Stored data entries:
--- BEGIN ---
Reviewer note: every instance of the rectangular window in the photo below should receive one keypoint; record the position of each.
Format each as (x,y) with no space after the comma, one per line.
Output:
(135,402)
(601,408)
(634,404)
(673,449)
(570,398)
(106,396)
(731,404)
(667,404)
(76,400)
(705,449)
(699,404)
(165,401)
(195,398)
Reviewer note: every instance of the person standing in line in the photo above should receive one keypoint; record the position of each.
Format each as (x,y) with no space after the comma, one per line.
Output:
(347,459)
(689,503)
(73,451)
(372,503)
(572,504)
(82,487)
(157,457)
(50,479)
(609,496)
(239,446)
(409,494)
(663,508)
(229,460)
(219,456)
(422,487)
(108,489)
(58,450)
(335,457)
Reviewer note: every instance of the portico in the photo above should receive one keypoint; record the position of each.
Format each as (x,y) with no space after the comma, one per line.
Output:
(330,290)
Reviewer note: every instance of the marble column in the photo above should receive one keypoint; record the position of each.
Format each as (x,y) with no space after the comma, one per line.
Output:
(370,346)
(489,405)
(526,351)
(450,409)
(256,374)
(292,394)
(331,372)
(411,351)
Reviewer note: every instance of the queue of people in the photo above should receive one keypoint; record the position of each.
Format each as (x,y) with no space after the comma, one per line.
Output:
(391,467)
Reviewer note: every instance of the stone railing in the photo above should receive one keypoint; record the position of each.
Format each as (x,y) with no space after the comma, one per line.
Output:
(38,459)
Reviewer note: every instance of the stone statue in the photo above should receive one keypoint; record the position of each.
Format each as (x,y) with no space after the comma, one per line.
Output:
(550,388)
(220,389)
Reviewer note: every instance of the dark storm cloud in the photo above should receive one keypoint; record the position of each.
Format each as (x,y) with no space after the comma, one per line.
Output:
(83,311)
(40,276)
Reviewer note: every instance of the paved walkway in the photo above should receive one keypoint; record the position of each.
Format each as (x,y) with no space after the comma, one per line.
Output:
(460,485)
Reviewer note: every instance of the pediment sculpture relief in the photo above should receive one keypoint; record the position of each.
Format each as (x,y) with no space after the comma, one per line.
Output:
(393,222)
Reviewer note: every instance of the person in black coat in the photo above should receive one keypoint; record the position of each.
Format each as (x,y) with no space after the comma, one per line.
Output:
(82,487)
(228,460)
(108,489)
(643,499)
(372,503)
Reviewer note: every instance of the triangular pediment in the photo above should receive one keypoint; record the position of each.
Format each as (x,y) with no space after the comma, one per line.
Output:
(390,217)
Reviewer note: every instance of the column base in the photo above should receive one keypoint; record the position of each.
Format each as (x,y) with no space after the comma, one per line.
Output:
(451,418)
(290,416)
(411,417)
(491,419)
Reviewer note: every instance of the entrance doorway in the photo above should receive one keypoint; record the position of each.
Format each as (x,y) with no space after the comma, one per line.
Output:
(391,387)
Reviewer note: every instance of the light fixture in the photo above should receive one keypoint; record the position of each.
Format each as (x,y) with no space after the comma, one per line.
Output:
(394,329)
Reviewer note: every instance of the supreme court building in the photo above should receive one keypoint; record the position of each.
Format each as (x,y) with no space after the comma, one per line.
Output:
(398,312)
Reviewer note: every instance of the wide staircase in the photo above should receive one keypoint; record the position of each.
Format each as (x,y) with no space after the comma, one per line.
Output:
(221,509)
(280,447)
--- END ---
- **GIVEN EXERCISE**
The entries above should be repeated exactly, every one of them.

- **RIGHT ANSWER**
Reviewer note: every instance of the rectangular window in the photo below should receive one keypoint; record the position of each.
Format each as (x,y) with no space after the comma, one per line.
Output:
(135,402)
(601,408)
(634,404)
(673,449)
(570,398)
(106,396)
(731,404)
(667,404)
(76,400)
(705,449)
(699,404)
(165,401)
(195,398)
Reviewer note: every instance of the person standing in line in the photo above should receive one keypoint; record the position of each.
Format each as (x,y) with no space after the comma, one per line.
Output:
(347,459)
(689,503)
(73,451)
(372,503)
(572,504)
(82,487)
(157,457)
(50,479)
(609,496)
(239,446)
(409,494)
(663,508)
(229,460)
(219,456)
(422,487)
(108,489)
(58,450)
(335,457)
Reviewer note: every instance of the portico in the photo above should receive one keypoint; record the position of each.
Format each as (x,y) with no space after the comma, one per line.
Output:
(330,290)
Reviewer note: every instance of the marble column in the photo above should receive one keypoint; record the position of each.
Format each as (x,y) with no space after the comma, one per line.
Output:
(370,346)
(489,405)
(526,351)
(450,409)
(256,374)
(292,394)
(331,372)
(411,351)
Reviewer note: every instance of the queue of people in the photo above should receive one keypoint; record the position of each.
Format each as (x,y) with no space after the comma, one per line.
Output:
(391,467)
Reviewer note: every instance of the stone railing in the photo above should receive one keypoint; record the position of each.
Format each as (x,y) with no space after the comma, one per line.
Output:
(38,459)
Reviewer note: every instance of the stone statue in the photo above should receive one keypoint; record the position of each.
Format each as (x,y) with no space after the comma, one per line.
Output:
(550,388)
(220,389)
Reviewer note: every instance of the dark storm cloud in the photo above should receive one keypoint; record the position of each.
Format each as (x,y) with no space after the comma, one per line.
Output:
(83,311)
(40,276)
Reviewer note: every instance of the paved walkway in the photo above should receive one keypoint; record the position of each.
Format each as (x,y) with no space after the comma, one per line.
Output:
(460,485)
Reviewer note: every instance of the pediment sculpture relief in the photo above should receive one keypoint; record the position of each.
Format each as (x,y) with no space after the comma, one per line.
Output:
(393,222)
Reviewer note: every instance of the person in black coat in the photo above should receive one keypoint; record the position of each.
Format each as (x,y) with no space after the comma, one per line.
Output:
(82,487)
(228,460)
(108,489)
(643,499)
(372,503)
Reviewer note: every instance of the triangular pediment in the photo above should receive one keypoint; record the position of each.
Format each as (x,y) with no space after the comma, one per line.
Output:
(390,217)
Reviewer note: every instance of the column base in the photo above should receive one keypoint; record the position of each.
Format each as (x,y) with no space after the comma, one per line.
Output:
(451,418)
(290,416)
(411,417)
(491,419)
Reviewer note: every instance of the entrance doorway in the photo above should receive one keypoint; record the position of each.
Format each as (x,y) with no space after the comma, one per line.
Output:
(391,387)
Reviewer note: every instance of the light fixture in the photo above should receive one keypoint; record the position of each.
Format each as (x,y) with no space after the comma, one per line.
Output:
(394,329)
Reviewer note: every instance of the supreme court building in the photo above should receive one keypoint; record the position of each.
Format each as (x,y) with no space after the comma, one per line.
Output:
(398,312)
Reviewer note: every instance of the wide staircase in the photo above should receive one keypoint; record the position of each.
Format each as (x,y) with no space after the comma, one per line.
Output:
(221,509)
(280,447)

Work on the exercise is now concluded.